Image point grounding data:
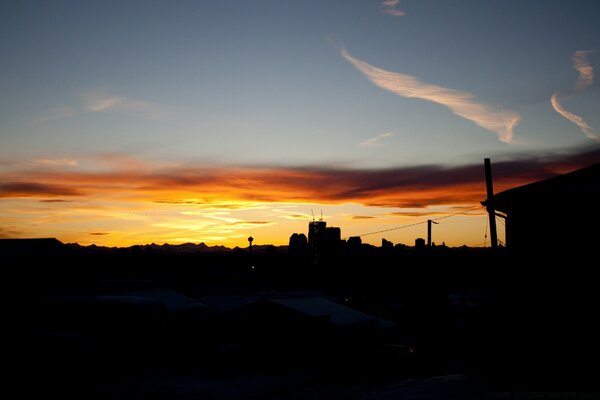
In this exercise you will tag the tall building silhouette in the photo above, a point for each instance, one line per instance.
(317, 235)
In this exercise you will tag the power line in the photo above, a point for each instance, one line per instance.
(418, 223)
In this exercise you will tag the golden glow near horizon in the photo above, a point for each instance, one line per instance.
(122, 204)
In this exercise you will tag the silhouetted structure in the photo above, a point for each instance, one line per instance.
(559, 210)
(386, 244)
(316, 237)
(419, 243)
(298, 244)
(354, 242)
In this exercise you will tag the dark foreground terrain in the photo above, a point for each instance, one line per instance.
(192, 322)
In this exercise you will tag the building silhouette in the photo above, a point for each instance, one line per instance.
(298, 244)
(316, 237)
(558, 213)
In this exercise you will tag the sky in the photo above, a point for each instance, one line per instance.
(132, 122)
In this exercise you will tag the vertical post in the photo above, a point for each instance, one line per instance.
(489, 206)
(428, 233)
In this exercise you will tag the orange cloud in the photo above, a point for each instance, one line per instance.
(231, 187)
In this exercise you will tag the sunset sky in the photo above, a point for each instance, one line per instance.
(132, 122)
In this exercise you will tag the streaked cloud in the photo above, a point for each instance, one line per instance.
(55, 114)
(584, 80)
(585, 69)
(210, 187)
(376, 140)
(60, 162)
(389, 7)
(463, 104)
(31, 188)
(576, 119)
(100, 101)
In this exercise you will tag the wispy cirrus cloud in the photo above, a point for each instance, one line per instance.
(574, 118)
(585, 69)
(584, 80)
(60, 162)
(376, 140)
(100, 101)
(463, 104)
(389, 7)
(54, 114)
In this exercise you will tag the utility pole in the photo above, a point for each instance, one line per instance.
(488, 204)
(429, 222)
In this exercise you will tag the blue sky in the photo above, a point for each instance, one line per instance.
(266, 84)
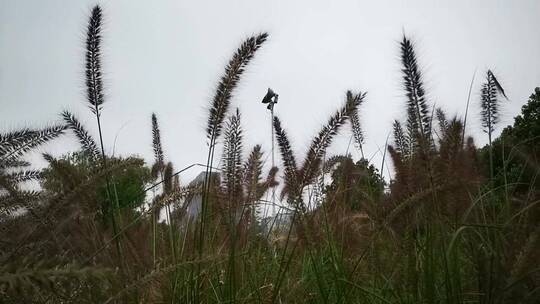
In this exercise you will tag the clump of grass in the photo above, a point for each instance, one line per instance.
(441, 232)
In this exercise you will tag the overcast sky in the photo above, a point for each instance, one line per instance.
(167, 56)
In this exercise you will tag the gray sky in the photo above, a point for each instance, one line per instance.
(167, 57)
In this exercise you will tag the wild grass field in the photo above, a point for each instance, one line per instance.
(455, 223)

REQUIRED WORK –
Output nothing but the line containing "In this exercise you will tag the gray" and each line after it in the entries above, exactly as written.

RESULT –
In this exercise you will tag the gray sky in the photo above, a point for each instance, one line per instance.
(167, 57)
In this exercise you will tag the wild grass field in the photo above, a point for each instance, one line per instance.
(455, 223)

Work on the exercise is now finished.